Introduction to
The Strange World of Quantum Mechanics

This World Wide Web page written by Dan Styer, Oberlin College Physics Department;
http://www.oberlin.edu/physics/dstyer/StrangeQM/intro.html;
copyright © Daniel F. Styer 1999


Capsule history of quantum mechanics

Starting in the seventeenth century, and continuing to the present day, physicists developed a body of ideas that describe much about the world around us: the motion of a cannonball, the orbit of a planet, the working of an engine, the crack of a baseball bat. This body of ideas is called classical mechanics.

In 1905, Albert Einstein realized that these ideas didn't apply to objects moving at high speeds (that is, at speeds near the speed of light) and he developed an alternative body of ideas called relativistic mechanics. Classical mechanics is wrong in principle, but it is a good approximation to relativistic mechanics when applied to objects moving at low speeds.

At about the same time, several experiments led physicists to realize that the classical ideas also didn't apply to very small objects, such as atoms. Over the period 1900-1927 a number of physicists (Planck, Bohr, Einstein, Heisenberg, de Broglie, Schrödinger, and others) developed an alternative quantum mechanics. Classical mechanics is wrong in principle, but it is a good approximation to quantum mechanics when applied to large objects.

What is the nature of quantum mechanics?

I'm not going to spend any time on the history of quantum mechanics, which is convoluted and fascinating. Instead, I will focus on the ideas developed at the end. What sort of ideas required twenty-eight years of development from this stellar group of scientists?

Einstein's theory of relativity is often (and correctly) described as strange and counterintuitive. Yet, according to a widely used graduate level text,

[the theory of relativity] is a modification of the structure of mechanics which must not be confused with the far more violent recasting required by quantum theory.

### Given information:
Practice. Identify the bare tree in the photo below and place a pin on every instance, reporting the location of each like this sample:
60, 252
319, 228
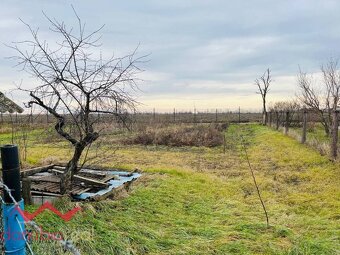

### Directive:
Continue the introduction to quantum mechanics from the point where it stops, after the quoted passage on relativity and quantum theory.

### Task answer:
Murray Gell-Mann, probably the most prominent living practitioner of the field, said of quantum mechanics that

Nobody feels perfectly comfortable with it.
And the inimitable Richard Feynman, who developed many of the ideas that will be expounded in this book, remarked that

I can safely say that nobody understands quantum mechanics.

One strange aspect of quantum mechanics concerns predictability. Classical mechanics is deterministic -- that is, if you know exactly the situation as it is now, then you can predict exactly what it will be at any moment in the future. Chance plays no role in classical mechanics. Of course, it might happen that the prediction is very difficult to perform, or it might happen that it is very difficult to find exactly the current situation, so such a prediction might not be a practical possibility. (This is the case when you flip a coin.) But in principle any such barriers can be surmounted by sufficient work and care. Relativistic mechanics is also deterministic. In contrast, quantum mechanics is probabilistic -- that is, even in the presence of exact knowledge of the current situation, it is impossible to predict its future exactly, regardless of how much work and care one invests in such a prediction.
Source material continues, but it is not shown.